Action item: Resume the post about feeding lupins to chicks, continuing from its final sentence.

After more reading and more thought, I've decided to stop lupin-feeding (raw or cooked). The following article (a PDF) describes a study in which growth inhibition and other problems appeared even at 10% inclusion levels among broiler chicks. ps.fass.org/cgi/reprint/80/5/621.pdf Apparently some of the problems disappeared after dehulling or heat-treating, but the retarded growth and some skeletal abnormalities remained.
It just goes to show how widely you have to research if you're a layperson trying to formulate a ration on your own. The net is brilliant, but unless you know the right key words, you can end up googling the same old same old. It took me hours to find the above study and it seems very clear that lupins shouldn't be fed to chicks in replacement of soy. I wish I'd been able to find more information when first looking into lupins, as the basic agricultural information suggests that it should be perfect in replacement of soy.

The data:

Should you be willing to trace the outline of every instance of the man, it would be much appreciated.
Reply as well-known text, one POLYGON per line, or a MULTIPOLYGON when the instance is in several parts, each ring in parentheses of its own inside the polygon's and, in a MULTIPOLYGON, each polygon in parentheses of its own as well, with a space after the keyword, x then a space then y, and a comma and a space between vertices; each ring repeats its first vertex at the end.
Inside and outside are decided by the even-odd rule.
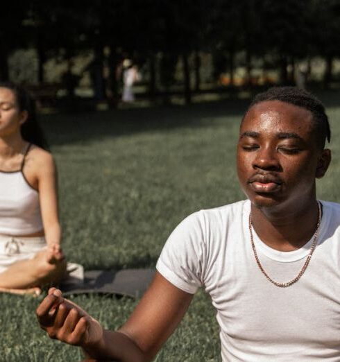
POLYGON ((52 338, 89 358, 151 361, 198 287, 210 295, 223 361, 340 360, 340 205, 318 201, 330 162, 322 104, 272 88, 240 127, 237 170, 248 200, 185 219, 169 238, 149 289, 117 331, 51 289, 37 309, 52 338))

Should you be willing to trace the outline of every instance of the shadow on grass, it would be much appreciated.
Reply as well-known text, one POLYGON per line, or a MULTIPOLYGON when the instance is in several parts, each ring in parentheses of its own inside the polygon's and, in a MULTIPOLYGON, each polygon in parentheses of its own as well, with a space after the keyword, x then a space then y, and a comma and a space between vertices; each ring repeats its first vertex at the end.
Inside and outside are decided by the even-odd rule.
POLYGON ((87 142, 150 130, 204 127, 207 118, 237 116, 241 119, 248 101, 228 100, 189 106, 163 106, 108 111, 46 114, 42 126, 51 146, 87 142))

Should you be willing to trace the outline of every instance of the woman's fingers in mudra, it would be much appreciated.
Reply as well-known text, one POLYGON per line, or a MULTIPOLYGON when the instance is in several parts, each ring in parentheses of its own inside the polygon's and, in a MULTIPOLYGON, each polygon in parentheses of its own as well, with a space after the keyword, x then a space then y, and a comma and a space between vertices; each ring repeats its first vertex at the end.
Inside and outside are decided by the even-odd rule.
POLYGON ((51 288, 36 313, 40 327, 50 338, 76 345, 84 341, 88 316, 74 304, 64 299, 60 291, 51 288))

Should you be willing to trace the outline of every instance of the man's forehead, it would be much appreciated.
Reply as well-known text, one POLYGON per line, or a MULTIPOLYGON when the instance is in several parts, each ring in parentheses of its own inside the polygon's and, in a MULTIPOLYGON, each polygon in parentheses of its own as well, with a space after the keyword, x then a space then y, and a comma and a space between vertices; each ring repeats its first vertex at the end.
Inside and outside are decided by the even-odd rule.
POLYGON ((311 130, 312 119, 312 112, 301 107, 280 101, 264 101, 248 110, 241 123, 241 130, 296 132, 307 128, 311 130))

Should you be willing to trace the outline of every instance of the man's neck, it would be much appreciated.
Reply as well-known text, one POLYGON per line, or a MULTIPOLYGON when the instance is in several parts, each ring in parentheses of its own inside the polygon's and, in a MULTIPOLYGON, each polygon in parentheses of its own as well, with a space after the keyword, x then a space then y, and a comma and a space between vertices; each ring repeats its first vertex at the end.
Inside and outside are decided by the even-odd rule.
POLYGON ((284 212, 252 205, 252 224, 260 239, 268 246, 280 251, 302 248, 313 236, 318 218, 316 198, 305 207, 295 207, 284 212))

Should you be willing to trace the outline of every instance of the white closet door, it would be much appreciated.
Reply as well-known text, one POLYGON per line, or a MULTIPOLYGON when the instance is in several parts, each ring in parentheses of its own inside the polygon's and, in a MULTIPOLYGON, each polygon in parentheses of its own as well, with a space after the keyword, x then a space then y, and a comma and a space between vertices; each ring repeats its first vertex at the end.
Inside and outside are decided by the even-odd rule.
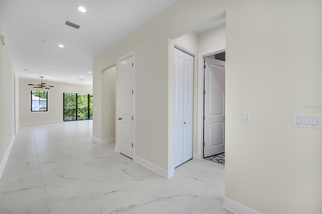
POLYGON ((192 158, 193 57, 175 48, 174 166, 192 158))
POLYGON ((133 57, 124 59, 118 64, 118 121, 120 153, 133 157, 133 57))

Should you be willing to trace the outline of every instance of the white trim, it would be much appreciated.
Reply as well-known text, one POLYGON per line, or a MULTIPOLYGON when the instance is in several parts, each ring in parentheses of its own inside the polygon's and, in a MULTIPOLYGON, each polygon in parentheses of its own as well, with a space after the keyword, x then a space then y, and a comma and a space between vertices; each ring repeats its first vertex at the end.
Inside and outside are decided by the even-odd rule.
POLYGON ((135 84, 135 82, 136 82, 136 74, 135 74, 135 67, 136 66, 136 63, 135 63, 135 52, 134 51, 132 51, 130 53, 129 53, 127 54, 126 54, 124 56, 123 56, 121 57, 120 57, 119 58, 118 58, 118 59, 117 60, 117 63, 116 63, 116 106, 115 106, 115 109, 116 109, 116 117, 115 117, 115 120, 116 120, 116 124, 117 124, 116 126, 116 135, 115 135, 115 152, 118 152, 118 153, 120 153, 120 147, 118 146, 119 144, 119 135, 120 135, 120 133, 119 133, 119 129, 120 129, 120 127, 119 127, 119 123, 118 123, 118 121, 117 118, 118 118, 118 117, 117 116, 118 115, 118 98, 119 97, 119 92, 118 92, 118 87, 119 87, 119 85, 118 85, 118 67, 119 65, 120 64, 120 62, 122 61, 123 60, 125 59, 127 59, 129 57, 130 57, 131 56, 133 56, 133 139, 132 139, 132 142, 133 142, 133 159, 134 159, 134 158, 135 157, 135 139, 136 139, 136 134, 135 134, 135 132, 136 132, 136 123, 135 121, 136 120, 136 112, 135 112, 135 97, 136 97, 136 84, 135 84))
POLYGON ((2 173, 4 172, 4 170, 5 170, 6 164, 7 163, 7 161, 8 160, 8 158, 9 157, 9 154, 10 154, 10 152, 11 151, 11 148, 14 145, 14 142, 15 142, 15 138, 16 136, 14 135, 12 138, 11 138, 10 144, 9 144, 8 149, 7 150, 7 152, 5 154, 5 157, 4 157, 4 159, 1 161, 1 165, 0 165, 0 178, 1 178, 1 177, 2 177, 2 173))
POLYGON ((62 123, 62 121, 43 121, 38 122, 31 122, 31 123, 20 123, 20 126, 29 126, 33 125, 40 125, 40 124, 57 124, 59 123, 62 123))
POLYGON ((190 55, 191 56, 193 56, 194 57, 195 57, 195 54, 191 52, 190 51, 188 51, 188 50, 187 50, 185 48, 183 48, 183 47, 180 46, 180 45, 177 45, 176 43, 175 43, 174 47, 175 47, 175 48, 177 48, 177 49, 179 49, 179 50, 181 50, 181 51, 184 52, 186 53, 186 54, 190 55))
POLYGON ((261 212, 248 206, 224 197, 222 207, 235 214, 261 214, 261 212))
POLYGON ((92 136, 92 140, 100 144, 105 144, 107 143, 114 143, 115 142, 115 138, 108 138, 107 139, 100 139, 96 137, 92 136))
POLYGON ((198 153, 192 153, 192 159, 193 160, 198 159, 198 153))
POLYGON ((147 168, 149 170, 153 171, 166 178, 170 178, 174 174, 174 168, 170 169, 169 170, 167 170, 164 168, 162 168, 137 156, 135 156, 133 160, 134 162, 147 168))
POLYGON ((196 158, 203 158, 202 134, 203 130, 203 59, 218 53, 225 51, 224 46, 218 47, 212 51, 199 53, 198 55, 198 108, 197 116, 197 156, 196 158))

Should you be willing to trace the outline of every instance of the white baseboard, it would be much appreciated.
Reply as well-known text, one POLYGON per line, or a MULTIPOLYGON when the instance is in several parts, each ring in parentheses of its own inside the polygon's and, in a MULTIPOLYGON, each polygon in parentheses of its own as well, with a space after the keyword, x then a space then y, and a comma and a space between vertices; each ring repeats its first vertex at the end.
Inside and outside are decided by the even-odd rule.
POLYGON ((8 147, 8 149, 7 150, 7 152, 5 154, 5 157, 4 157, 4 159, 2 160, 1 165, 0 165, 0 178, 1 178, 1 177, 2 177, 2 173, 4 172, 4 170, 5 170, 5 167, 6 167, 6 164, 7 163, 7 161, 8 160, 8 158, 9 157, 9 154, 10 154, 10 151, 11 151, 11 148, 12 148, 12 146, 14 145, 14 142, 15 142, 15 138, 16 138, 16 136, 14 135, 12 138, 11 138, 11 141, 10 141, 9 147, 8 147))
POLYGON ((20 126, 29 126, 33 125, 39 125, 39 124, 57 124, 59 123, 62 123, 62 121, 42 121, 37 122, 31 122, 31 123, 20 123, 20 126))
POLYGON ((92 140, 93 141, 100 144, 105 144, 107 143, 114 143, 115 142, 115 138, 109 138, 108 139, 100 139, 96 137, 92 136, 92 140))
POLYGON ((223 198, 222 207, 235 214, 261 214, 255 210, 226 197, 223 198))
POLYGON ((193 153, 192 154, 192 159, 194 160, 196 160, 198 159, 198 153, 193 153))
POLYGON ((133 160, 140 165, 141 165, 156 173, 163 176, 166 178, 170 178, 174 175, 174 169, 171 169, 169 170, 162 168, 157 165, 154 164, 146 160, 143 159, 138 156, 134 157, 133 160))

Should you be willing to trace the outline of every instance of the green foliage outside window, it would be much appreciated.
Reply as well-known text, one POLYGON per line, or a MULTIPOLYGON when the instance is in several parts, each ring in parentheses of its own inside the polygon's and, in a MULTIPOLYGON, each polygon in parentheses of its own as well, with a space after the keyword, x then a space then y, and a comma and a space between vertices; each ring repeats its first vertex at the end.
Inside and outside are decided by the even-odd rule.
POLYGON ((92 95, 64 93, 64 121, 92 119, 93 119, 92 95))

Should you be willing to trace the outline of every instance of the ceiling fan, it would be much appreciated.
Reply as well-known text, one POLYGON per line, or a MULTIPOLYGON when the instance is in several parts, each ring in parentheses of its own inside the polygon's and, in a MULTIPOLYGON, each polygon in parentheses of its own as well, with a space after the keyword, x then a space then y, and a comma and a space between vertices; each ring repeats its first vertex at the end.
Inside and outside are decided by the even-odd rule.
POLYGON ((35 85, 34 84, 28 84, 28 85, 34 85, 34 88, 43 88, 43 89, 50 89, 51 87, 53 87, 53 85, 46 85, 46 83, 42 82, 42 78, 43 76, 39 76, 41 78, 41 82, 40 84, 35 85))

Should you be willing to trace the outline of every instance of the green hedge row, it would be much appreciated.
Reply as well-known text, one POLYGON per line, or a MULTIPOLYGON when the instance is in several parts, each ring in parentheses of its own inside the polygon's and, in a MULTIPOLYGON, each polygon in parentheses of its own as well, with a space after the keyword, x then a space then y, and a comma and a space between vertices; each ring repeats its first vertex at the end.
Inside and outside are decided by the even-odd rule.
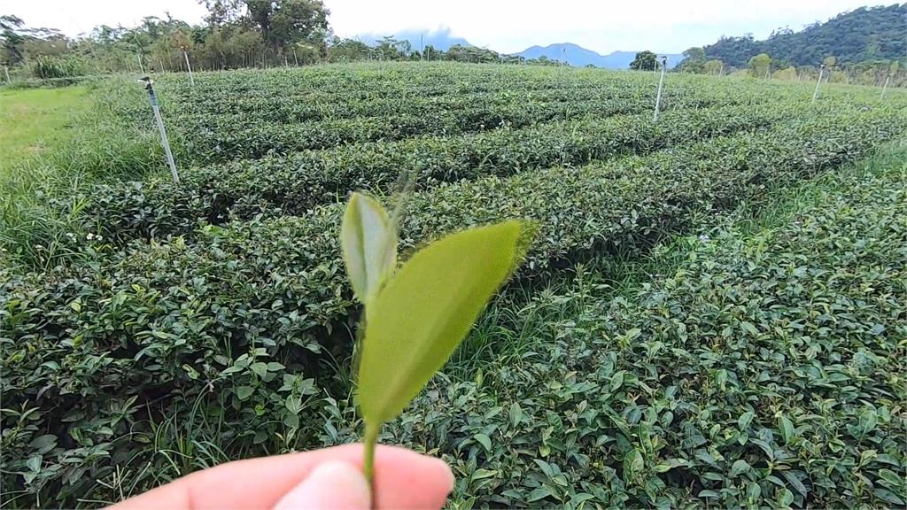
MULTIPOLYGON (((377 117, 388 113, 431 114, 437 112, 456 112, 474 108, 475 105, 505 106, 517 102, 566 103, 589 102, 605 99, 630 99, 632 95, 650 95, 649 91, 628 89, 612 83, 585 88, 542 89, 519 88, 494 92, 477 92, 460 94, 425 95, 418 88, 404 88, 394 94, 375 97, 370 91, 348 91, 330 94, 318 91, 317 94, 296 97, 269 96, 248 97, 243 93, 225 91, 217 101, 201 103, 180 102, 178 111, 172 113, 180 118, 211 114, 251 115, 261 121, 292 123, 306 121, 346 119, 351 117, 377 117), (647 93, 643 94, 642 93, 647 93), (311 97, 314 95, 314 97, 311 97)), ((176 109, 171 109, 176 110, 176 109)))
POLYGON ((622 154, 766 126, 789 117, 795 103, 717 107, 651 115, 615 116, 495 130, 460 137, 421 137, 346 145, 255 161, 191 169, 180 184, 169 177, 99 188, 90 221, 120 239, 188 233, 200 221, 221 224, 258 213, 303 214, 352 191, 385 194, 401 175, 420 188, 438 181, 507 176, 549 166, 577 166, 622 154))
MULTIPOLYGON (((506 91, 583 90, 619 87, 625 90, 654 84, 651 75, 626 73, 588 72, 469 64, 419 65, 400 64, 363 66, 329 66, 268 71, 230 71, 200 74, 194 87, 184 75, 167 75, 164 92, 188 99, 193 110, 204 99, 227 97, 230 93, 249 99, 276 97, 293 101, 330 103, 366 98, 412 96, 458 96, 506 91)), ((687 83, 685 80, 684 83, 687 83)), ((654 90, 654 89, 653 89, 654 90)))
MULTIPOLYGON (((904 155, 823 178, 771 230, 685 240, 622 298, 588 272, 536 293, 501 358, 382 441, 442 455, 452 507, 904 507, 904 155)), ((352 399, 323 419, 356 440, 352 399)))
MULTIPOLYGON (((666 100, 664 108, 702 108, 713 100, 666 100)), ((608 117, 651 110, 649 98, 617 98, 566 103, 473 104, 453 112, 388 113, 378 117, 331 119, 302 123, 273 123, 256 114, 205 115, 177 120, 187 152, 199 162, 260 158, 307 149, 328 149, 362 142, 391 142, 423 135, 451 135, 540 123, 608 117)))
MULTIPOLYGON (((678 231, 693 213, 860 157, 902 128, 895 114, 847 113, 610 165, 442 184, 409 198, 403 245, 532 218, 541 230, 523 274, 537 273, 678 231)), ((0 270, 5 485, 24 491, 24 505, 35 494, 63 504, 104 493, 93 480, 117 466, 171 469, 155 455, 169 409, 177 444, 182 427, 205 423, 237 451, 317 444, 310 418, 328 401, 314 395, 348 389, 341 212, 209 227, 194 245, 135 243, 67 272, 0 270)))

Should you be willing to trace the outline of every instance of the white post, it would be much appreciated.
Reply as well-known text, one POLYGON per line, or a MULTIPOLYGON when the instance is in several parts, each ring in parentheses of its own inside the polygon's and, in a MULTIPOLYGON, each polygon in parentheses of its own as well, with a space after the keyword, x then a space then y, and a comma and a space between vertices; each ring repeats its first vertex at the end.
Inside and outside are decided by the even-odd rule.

Solved exercise:
I can however look back over the two years spent on this project, and see that some of the issues I've tended to ascribe to genes or to mealed feeds like meat meal may have in fact been due to lupins. The study in the above link suggests that there may be unidentified toxins innate to even sweet lupins that cause systemic effects in young birds.
Obviously I feel pretty bad about this. I've gone outside 'the lines' in trying to formulate my own feed, and with the best of intentions I've in fact been unwittingly cruel. But I feel to give up on the whole home-feed project and go back to fulltime commercially formulated feeds would only be a shift, not a fix. Remember that my reading on artificial methionine hit on studies that showed other forms of health damage (cardiovascular disease, fatty liver, etc). Artificial additives abound in commercial feed.
What I may do now is review my whole diet and try to reach my protein goals differently. I still don't want soy meal because I won't be able to avoid genetically modified soy (unless I find an organic producer). But exactly how I'll manage the protein levels I want without using lupins or soy is a bit of a question right now.
Give me time, give me time. Apologies to anyone who has taken the lupin feeding experiment as a guideline — hopefully you haven't taken it to an extreme. But my birds appear healthy generally so I feel a change in diet will remove any of the setbacks I may have caused — I hope this is true of yours too.
Best wishes everyone, and I hope I can find a new way to keep my chickens natural.